== Excerpt to read ==

In the last two decades, all regions with the exception of Latin America have experienced an increase in income inequality, along with a decline in the share of income that goes to labour relative to capital. And this pattern has persisted while labour productivity has increased.

In the present context of high levels of inequalities among and within countries, and already strained labour markets, there is legitimate fear of further marginalisation of disadvantaged groups, including the low skilled. The risk is that societies in both developed and developing countries will become more polarised.

Proactive policies for shaping the future
All previous industrial revolutions have resulted in new and evolving social institutions that aimed at creating a level playing field and more socially equitable outcomes of the massive transformations induced by technology. These institutions have often been established through hard-fought social struggles as much as cooperative negotiations.

This time it is no different, except that the world economy has become more interdependent and the time span for action is limited. Realising Sustainable Development Goal (SDG) 8 – decent work and economic growth – by 2030 in the context of the fourth industrial revolution calls for a strong, urgent and proactive policy agenda. It must be an agenda with new policy tools and mechanisms that fulfil the universal values of social justice and inclusive development, while addressing the new challenges that industry 4.0 brings for the world of work.

What should such a policy agenda include?
First, it must promote new, quality job opportunities through investment in infrastructure, education and health, as well as in the care and green economies. This will not only boost employment growth but also contribute to and accelerate the realisation of several other SDGs.

Second, it must protect the rights of disadvantaged groups and those populations that are made vulnerable by technological transformations. Facilitating people’s transition to new jobs needs to be one of the central pillars of industrial restructuring and employment policies.

Third, it needs to use fiscal policy and bespoke labour market policies to support young women and men’s transition from school to work. These policies have proven effective when implemented under appropriate conditions. Today, it is estimated that 22 per cent of young people are neither in employment nor in education or training. These are the so-called NEETs, who are reflected in an indicator of SDG 8. More than three quarters of NEETs are female.

Fourth, it must focus on the crucial need to redesign education systems to make them more inclusive and relevant. The policy agenda also needs a new perspective on lifelong learning systems that can enable continuous up-skilling, reskilling and multi-skilling. New jobs and new industries demand higher and different types of skills. The digitalisation of the economy in all sectors means that investment in digital skills is essential. Distributing training and offering up-skilling opportunities to those who need them most can be a powerful means to reduce inequalities. They can also mitigate the risks of polarisation in the labour markets.

Fifth, it must rethink and reinvigorate institutions of dialogue, cooperation and bargaining for promoting equitable outcomes.

Lastly, it must devise social protection systems. These include systems for non-standard and new diverse forms of employment, such as part-time work, teleworking, work through the sharing or platform economy, work on demand, or self-employment contracts. These areas of work are expanding, and too often do not benefit from the regulatory frameworks and protections afforded to regular full-time employment.

This is an ambitious agenda. We all know the significance of decent employment for social cohesion and to achieve all the goals of the 2030 Agenda – including eradicating poverty, promoting gender equality, reducing inequalities and promoting peace and resilience. We also know what unmet aspirations for decent work can breed in terms of social unrest, conflict, violence and massive displacements.

Making good on the promise of the 2030 Agenda and SDG 8 in an era of rapid technological transformation needs full mobilisation and partnerships of governments, the corporate sector, social partners and institutions of labour market governance.

===

Exercise requirements:
- a) Translate this sentence from the passage on decent work and technology into Spanish: "These policies have proven effective when implemented under appropriate conditions."
- b) Rewrite the passage on decent work and technology, starting with "In the present" and going on through "as cooperative negotiations.", and put "well-founded fear" in place of "legitimate fear".
Draw only on the passage above for everything that is asked here.

== Data ==

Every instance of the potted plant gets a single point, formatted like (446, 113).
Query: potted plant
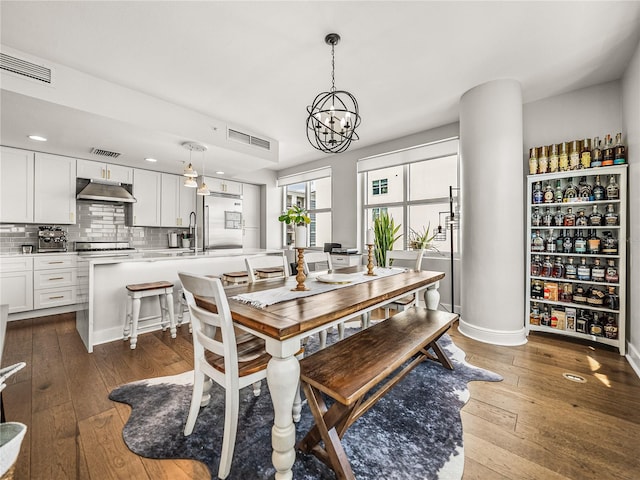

===

Task solutions:
- a) Estas políticas han demostrado ser eficaces cuando se aplican en las condiciones adecuadas.

- b)
In the present context of high levels of inequalities among and within countries, and already strained labour markets, there is well-founded fear of further marginalisation of disadvantaged groups, including the low skilled. The risk is that societies in both developed and developing countries will become more polarised.

Proactive policies for shaping the future
All previous industrial revolutions have resulted in new and evolving social institutions that aimed at creating a level playing field and more socially equitable outcomes of the massive transformations induced by technology. These institutions have often been established through hard-fought social struggles as much as cooperative negotiations.